== DATA PROVIDED
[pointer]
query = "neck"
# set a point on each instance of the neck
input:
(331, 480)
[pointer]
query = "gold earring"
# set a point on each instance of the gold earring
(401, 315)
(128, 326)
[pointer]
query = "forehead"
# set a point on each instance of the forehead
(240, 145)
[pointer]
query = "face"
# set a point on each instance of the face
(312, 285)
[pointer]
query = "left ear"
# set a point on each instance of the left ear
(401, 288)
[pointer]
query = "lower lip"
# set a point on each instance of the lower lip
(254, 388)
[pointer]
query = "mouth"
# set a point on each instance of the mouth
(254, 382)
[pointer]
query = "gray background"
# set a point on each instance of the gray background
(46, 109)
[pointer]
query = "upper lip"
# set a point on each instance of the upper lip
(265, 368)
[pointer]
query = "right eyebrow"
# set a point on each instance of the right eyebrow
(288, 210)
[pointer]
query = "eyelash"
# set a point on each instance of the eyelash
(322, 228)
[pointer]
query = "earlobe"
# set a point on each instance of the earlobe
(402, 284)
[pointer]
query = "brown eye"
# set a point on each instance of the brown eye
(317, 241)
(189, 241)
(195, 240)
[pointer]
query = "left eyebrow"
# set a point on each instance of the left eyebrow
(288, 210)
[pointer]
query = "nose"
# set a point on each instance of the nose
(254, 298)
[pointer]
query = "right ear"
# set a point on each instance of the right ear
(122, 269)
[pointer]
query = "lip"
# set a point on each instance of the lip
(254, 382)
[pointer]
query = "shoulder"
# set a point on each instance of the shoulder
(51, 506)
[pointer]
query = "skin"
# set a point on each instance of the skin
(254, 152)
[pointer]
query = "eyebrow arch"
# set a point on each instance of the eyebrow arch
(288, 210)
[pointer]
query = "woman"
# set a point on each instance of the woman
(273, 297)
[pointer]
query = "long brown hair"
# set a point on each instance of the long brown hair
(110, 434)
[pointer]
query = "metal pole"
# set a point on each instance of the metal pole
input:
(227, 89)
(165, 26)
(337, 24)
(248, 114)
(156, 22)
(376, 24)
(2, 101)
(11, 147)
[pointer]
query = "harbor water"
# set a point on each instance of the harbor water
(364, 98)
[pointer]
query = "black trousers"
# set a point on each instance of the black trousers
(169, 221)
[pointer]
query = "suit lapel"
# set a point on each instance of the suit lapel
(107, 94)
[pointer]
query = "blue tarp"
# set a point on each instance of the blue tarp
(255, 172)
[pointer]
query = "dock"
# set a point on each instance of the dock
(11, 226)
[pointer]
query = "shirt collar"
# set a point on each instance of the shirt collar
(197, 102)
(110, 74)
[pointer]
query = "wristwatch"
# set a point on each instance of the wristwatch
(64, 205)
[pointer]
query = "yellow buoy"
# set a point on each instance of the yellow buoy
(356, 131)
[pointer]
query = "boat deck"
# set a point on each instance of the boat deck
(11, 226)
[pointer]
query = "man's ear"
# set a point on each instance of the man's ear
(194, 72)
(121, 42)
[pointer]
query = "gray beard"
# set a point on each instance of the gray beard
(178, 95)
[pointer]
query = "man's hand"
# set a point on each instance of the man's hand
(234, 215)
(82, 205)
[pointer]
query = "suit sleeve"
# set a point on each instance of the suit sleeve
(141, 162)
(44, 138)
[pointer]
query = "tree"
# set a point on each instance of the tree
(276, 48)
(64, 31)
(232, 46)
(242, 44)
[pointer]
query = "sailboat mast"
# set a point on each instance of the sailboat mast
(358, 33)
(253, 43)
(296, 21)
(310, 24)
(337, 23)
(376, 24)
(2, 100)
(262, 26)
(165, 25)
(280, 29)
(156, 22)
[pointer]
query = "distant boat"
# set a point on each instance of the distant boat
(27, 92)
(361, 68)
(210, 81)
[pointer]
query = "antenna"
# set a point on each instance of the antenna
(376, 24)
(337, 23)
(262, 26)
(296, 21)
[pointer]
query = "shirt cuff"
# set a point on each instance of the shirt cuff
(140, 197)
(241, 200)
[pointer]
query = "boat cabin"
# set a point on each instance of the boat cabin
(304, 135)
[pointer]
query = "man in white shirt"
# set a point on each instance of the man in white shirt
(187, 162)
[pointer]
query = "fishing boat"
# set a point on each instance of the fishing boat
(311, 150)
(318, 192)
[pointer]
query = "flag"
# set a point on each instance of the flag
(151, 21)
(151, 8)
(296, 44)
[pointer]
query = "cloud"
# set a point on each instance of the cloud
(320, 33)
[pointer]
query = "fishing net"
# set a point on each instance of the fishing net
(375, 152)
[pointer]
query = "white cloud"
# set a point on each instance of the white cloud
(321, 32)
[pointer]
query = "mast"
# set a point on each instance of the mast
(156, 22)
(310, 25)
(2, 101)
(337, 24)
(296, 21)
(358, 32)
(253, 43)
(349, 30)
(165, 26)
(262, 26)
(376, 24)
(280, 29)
====
BRIEF:
Retype the records in full. Keep every line identical to the original.

WRITTEN ANSWER:
[pointer]
query = "neck"
# set a point on each instance of the neck
input:
(331, 480)
[pointer]
query = "gold earring"
# set a point on each instance of the gold earring
(401, 315)
(128, 326)
[pointer]
query = "forehead"
# set a point on each instance of the forehead
(240, 145)
[pointer]
query = "face"
# set a point on each instance of the face
(312, 285)
[pointer]
query = "left ear"
# set a point on each instance of the left ear
(401, 288)
[pointer]
query = "lower lip"
# set a point on each instance of the lower lip
(254, 388)
[pointer]
query = "mouth"
# set a point on each instance of the mouth
(254, 382)
[pointer]
query = "gray background"
# set a point on each instance of the gray background
(46, 109)
[pointer]
query = "upper lip"
# set a point on each instance of the upper lip
(265, 368)
[pointer]
query = "right eyebrow"
# set a point on each instance of the right eyebrow
(288, 210)
[pointer]
query = "eyelash"
# set a point on each instance of the eyelash
(322, 228)
[pointer]
query = "earlobe"
# set a point on each instance of the earlobe
(402, 284)
[pointer]
query = "brown eye"
# set a point on each instance of the brown eye
(317, 241)
(189, 241)
(195, 240)
[pointer]
query = "left eyebrow"
# set a point on each instance of the left eyebrow
(288, 210)
[pointer]
query = "nose"
# set a point on each instance of the nose
(254, 298)
[pointer]
query = "right ear"
# set a point on each instance of the right ear
(122, 269)
[pointer]
query = "lip"
# set a point on each instance of the lip
(254, 382)
[pointer]
query = "shoulder"
# set a point on each instance of the shoulder
(51, 506)
[pointer]
query = "skin"
# set a point on each instance of the skin
(254, 152)
[pointer]
query = "eyebrow arch"
# set a point on each instance of the eyebrow arch
(288, 210)
[pointer]
query = "woman"
# set a point on each instance of the woman
(273, 297)
[pointer]
query = "long brown hair"
# set a point on each instance of the long brown hair
(110, 434)
[pointer]
query = "metal pole"
# set a point on each instance of the metal pole
input:
(227, 89)
(165, 26)
(337, 24)
(248, 114)
(156, 22)
(376, 24)
(2, 101)
(11, 147)
[pointer]
query = "harbor water"
# set a point on each instance of the harbor water
(364, 98)
[pointer]
query = "black trousers"
# set a point on each instance of the black trousers
(169, 221)
[pointer]
query = "suit lapel"
# set a point on each instance of the suit lapel
(107, 94)
[pointer]
query = "blue tarp"
# set a point on each instance of the blue tarp
(255, 172)
[pointer]
query = "dock"
# set a point on each instance of the dock
(11, 226)
[pointer]
query = "shirt collar"
# set a point on each instance of the shirt collar
(197, 102)
(110, 74)
[pointer]
query = "wristwatch"
# set a point on each instance of the wristwatch
(64, 205)
[pointer]
query = "yellow buoy"
# set a point on each instance of the yellow buoy
(356, 131)
[pointer]
query = "boat deck"
# set a point on each instance of the boat deck
(11, 226)
[pointer]
query = "man's ear"
# set a point on each instance of the man's ear
(194, 72)
(121, 42)
[pointer]
query = "gray beard"
# set a point on each instance of the gray beard
(178, 95)
[pointer]
query = "man's hand"
# set a point on each instance of the man's hand
(234, 215)
(82, 205)
[pointer]
query = "suit sleeve"
# set a point on each instance of the suit sleeve
(141, 162)
(44, 138)
[pointer]
query = "tree"
# set a point on each instance of the tree
(276, 48)
(64, 31)
(232, 46)
(242, 44)
[pointer]
query = "sailboat mast"
# set a point on each instance of the sailboat mast
(358, 33)
(253, 43)
(296, 21)
(310, 24)
(337, 23)
(376, 24)
(2, 100)
(262, 26)
(165, 25)
(280, 29)
(156, 22)
[pointer]
query = "distant boat"
# set a point on each instance of the distant boat
(27, 92)
(361, 68)
(210, 81)
[pointer]
query = "antenna"
# set a point on each instance of the antenna
(376, 24)
(337, 23)
(262, 26)
(296, 21)
[pointer]
query = "shirt cuff"
# set a point on each instance of the shirt cuff
(140, 197)
(241, 200)
[pointer]
query = "boat cabin"
# set a point on each instance of the boat cabin
(304, 135)
[pointer]
query = "man in white shirt"
# set a point on each instance of the man in white shirt
(187, 162)
[pointer]
query = "fishing boat"
# set a point on each instance of the fishing boat
(311, 150)
(318, 192)
[pointer]
query = "flag"
# set a point on each instance of the flag
(151, 21)
(151, 8)
(296, 44)
[pointer]
query = "cloud"
# set a point on each instance of the cloud
(320, 33)
[pointer]
query = "fishing net"
# set a point on each instance of the fishing net
(375, 152)
[pointer]
query = "white cloud"
# set a point on each instance of the white cloud
(321, 32)
[pointer]
query = "mast"
# set a point on each instance of the mast
(156, 22)
(310, 25)
(2, 101)
(337, 24)
(296, 21)
(358, 32)
(253, 43)
(349, 30)
(165, 26)
(262, 26)
(376, 24)
(280, 29)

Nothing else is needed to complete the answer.